• **Exercise task**
Rewrite the records from the line containing "Task: in the photo above, where can the bridge roadway" through the line containing "x=446, y=242", replacing "bridge pier" with "bridge tower" and changing nothing else.

• **Entries provided**
>> start
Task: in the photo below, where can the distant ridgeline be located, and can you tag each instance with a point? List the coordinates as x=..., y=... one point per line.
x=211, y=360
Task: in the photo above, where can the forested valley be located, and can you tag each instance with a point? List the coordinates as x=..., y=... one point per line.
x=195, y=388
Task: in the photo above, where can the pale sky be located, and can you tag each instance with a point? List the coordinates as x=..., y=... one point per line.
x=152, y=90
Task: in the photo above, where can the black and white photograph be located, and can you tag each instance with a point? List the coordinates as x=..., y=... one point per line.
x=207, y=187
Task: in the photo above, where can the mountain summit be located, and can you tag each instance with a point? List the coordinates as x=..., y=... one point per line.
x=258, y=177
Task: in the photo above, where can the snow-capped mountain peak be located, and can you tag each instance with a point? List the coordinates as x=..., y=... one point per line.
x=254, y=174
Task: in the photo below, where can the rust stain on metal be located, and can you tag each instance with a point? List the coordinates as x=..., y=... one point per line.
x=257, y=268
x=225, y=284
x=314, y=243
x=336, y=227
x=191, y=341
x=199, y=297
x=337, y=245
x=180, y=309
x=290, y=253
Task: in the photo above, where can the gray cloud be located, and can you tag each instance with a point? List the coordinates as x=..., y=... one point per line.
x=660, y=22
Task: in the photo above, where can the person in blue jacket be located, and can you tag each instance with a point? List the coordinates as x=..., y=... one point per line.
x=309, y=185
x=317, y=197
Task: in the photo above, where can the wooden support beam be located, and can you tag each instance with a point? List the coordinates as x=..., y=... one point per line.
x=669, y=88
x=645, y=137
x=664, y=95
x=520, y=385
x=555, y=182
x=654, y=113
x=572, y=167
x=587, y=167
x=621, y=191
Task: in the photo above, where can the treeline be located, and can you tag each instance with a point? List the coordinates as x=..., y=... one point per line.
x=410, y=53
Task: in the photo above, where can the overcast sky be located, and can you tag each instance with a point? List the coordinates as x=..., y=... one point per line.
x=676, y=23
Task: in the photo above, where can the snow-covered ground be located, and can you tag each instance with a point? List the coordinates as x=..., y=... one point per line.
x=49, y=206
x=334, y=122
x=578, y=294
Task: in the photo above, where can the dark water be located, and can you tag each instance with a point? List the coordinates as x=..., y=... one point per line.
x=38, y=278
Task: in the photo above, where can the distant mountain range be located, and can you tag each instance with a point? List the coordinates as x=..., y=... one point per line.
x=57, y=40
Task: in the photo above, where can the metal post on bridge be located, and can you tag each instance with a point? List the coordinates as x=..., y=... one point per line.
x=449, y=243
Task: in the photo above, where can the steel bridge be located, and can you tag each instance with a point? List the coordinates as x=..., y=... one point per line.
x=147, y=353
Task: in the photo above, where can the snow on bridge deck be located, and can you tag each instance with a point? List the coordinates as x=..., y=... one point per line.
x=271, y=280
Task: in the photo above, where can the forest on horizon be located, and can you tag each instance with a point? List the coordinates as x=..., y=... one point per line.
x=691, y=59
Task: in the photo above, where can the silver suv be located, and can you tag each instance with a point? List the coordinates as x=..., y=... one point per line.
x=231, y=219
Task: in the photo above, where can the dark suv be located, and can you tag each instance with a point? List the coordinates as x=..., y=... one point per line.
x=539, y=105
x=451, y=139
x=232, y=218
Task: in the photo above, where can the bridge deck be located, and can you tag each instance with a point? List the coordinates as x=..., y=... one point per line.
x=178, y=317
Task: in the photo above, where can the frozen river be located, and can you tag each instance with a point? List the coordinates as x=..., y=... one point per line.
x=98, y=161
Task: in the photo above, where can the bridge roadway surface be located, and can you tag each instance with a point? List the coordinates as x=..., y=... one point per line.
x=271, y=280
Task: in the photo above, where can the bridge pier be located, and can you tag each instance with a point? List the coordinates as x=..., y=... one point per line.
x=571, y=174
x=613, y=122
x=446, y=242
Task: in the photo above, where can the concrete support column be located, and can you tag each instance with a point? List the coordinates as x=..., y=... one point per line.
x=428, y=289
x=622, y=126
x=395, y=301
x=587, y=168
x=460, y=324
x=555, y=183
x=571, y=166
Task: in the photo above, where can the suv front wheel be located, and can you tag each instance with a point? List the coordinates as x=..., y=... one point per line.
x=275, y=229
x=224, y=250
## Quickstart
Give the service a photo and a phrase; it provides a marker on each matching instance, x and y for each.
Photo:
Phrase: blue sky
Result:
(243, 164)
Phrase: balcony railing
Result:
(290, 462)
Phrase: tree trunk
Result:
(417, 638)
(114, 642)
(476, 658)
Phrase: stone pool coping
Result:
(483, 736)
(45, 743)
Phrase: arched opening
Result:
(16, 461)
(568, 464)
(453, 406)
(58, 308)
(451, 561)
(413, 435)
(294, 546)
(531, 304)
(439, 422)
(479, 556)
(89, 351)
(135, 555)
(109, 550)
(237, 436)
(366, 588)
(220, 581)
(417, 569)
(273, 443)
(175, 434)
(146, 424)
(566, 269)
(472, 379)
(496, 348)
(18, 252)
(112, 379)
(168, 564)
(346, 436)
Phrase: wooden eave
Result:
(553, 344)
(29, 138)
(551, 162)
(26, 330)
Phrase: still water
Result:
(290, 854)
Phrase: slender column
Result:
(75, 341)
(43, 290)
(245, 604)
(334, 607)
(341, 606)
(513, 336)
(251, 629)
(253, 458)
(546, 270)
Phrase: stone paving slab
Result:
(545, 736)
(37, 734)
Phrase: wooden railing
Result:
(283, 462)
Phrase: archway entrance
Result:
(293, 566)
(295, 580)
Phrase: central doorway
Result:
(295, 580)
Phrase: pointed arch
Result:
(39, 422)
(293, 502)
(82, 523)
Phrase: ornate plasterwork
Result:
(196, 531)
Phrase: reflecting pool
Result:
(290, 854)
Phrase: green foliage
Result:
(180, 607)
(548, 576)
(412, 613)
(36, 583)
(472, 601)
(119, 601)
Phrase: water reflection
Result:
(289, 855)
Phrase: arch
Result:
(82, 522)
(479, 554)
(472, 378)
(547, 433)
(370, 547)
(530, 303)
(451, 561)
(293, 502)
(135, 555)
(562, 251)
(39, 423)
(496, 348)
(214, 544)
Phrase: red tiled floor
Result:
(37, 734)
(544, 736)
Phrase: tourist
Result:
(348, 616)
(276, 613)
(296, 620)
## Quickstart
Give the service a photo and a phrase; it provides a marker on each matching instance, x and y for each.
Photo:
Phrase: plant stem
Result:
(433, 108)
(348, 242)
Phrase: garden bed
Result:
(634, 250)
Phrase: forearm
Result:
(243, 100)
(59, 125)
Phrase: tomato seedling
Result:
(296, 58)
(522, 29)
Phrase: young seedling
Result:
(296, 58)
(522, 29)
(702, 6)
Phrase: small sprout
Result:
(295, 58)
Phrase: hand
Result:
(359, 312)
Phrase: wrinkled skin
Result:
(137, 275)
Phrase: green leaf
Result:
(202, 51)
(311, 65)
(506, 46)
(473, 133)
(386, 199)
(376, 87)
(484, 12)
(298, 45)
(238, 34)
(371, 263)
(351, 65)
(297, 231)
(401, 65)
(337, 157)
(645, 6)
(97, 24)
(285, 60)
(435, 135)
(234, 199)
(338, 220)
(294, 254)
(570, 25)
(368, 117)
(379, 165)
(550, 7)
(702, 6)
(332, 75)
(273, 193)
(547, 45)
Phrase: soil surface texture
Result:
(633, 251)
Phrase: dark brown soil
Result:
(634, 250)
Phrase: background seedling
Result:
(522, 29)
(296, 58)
>> end
• **Reply to the exercise**
Task: in the photo above, where can the bridge roadway surface be located, and can you tag each instance with a point? List the coordinates as x=..., y=... one point per line.
x=271, y=280
Task: in the photo above, where can the bridge tower be located, and can you tag each instance with a point? List the coordinates as x=..., y=... one point per line.
x=571, y=174
x=613, y=122
x=446, y=242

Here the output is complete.